Text excerpt START
The number of Black faculty members at the University of Maryland increased by about 26 percent from 2021 to 2023, according to data from the institutional research, planning and assessment office.
Several university community members commended this increase in Black faculty and highlighted the need for inclusive hiring and retention processes. Offices at this university, such as faculty affairs and diversity, equity and inclusion have attempted to increase diversity in recent years, but progress varies largely by academic colleges and departments.
This university has also seen Hispanic faculty increase by about 12 percent and Asian faculty increase by about 4 percent during the same timeframe, according to IRPA. The number of Black faculty members at this university has increased about 50 percent since 2016, according to IRPA.
“We're always proud of our focus to improve the makeup of our institution based on excellence and on diversity and inclusion at all levels,” university president Darryll Pines told The Diamondback.
Sharon Harley, an African American studies professor, said she has noticed the number of Black faculty members increase at this university in her 30 years working here.
Although this university is not a “complete utopia” in terms of faculty diversity, she said, the support for Black faculty members through grants or collaboration with other faculty is encouraging.
“The numbers have grown so incrementally, I don't even know many of the new faculty,” she said. “I think it's quite impressive.”
Despite the recent increases in Black faculty, there are still disparities between faculty and student populations at this university. In 2023, the Black students made up nearly 13 percent of this university’s student body, while the Black faculty population was less than seven percent, according to IRPA.
Text excerpt END
Given entries START
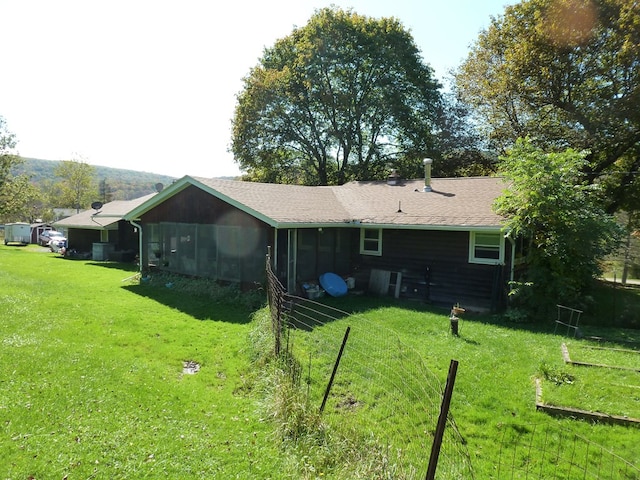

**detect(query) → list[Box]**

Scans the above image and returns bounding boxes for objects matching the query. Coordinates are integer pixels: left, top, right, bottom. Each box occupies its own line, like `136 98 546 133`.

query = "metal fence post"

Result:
320 327 351 414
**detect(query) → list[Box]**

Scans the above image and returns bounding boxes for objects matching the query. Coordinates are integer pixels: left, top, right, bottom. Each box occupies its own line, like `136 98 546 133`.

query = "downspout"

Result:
129 220 142 273
504 231 516 283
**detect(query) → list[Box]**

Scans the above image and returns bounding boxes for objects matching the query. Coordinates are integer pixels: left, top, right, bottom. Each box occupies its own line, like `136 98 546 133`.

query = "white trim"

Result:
469 231 505 265
360 228 382 257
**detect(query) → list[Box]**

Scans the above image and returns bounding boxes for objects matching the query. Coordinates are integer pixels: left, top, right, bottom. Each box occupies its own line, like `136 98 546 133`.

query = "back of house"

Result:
4 222 31 245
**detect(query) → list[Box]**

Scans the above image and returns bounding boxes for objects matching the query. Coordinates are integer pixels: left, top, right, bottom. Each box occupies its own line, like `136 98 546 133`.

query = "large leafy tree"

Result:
52 160 98 212
455 0 640 211
495 140 622 312
0 117 38 222
232 8 441 185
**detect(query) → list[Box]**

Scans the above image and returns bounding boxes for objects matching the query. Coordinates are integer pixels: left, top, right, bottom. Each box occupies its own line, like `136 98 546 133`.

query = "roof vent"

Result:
387 168 400 185
422 158 433 192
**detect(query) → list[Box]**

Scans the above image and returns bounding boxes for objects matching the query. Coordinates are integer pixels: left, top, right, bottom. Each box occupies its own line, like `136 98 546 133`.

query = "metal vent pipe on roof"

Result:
422 158 433 192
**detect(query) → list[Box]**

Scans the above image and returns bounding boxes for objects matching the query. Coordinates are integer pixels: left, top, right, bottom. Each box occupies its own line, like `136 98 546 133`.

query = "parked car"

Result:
49 237 67 255
38 230 67 247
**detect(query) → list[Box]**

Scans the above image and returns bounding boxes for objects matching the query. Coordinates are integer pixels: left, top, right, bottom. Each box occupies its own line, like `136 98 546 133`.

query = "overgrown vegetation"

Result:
495 139 623 319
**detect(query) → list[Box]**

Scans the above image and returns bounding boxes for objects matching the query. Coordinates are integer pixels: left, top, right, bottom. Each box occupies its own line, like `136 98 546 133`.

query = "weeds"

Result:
538 362 575 385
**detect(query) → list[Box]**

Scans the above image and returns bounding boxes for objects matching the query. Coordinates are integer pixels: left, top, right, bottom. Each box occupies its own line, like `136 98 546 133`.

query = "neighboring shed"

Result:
31 222 53 244
125 176 512 309
54 193 156 260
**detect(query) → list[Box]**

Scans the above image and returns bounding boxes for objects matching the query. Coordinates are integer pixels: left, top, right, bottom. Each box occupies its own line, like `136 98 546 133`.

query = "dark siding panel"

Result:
360 230 505 309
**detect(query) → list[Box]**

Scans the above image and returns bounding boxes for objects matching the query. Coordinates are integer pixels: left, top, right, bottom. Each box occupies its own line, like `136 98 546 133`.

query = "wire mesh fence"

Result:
267 253 474 479
267 253 640 480
496 424 640 480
Given entries END
_Problem details_
From the article on Black faculty at the University of Maryland, extract the passage starting at "Although this university" and ending at "faculty is encouraging.". The records stand apart from the text and are unrelated to it.

_Expected answer_
Although this university is not a “complete utopia” in terms of faculty diversity, she said, the support for Black faculty members through grants or collaboration with other faculty is encouraging.